Exercise instructions:
1. Write out everything from "Wine’s ability to" down to "shifted the narrative." in the essay on wine's political power below, keeping every word and punctuation mark as it appears.
2. Extend the essay on wine's political power below, starting right after its final sentence.

START Supplied passage

Subscriber login Close [x]
remember me
You are not logged in.

Soapbox: Michael Karam on wine’s political power

Published:  10 December, 2024

Wine’s ability to deliver a humane face amidst even the most troubled of territories should not be underestimated, as Lebanese-born Michael Karam highlights.

The late Serge Hochar of Chateau Musar was one of my heroes. Not only because he made great wine with an almost spiritual zeal, but because this wine came from a country whose only talking point when I was growing up in the ’70s and ’80s was the dreary menu of Middle East mayhem. His wine shifted the narrative.

I discovered Chateau Musar in an indie on the Old Brompton Road in 1988. I was going to a dinner party and was cluelessly scanning the shelves, before landing on a lonely bottle near the bottom which bore the legend Vin Du Liban.

“F*ck me!” I thought “We make wine!” This, to a 21-year-old Lebanese who had been born and brought up in mildly xenophobic England and who, to his shame, while not hiding his roots didn’t exactly trumpet them, offered a sense of pride where there had previously been none.

END Supplied passage
START Supplied information

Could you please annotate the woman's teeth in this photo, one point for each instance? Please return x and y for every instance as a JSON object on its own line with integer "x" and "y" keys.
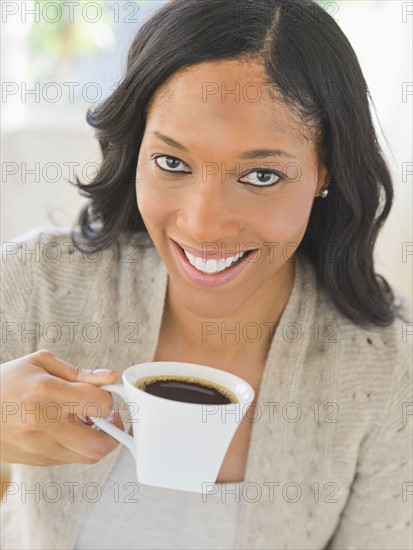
{"x": 213, "y": 266}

END Supplied information

Task-by-task results:
1.
Wine’s ability to deliver a humane face amidst even the most troubled of territories should not be underestimated, as Lebanese-born Michael Karam highlights.

The late Serge Hochar of Chateau Musar was one of my heroes. Not only because he made great wine with an almost spiritual zeal, but because this wine came from a country whose only talking point when I was growing up in the ’70s and ’80s was the dreary menu of Middle East mayhem. His wine shifted the narrative.

2.
Seven quid was more than double my budget but I bought a bottle. The dinner was with my then girlfriend’s parents. Her father was of a certain generation and class and looked at me as if I was going to sell his daughter into slavery, while her mother would take her aside and whisper: “He’s very nice but we don’t know anything about him.” Lebanese wine was going to be my weapon of choice in the ongoing, low-level PR war.

It’s reasonable to assume there is a Chilean, Argentinian, South African and Georgian version of my younger self for whom wine has helped ease the memory of death squads, Apartheid and the grinding greyness of Soviet rule. Wine – and other cultural and touristic assets – is a tool, if not necessarily to heal, but at least help present a kinder, more human face of countries that have had tricky pasts.

Maybe ‘tricky’ is putting it mildly. South Africa was a pariah (Israel take note) subject to political, economic, cultural sanctions; shunned by the sporting world; banned from the Olympic Games for 24 years. On Top of the Pops in 1984, The Special AKA urged President Viljoen to Free Nelson Mandela. That’s all gone. Images of angry sjambok-wielding riot police have been replaced by rolling vineyards of Chenin Blanc.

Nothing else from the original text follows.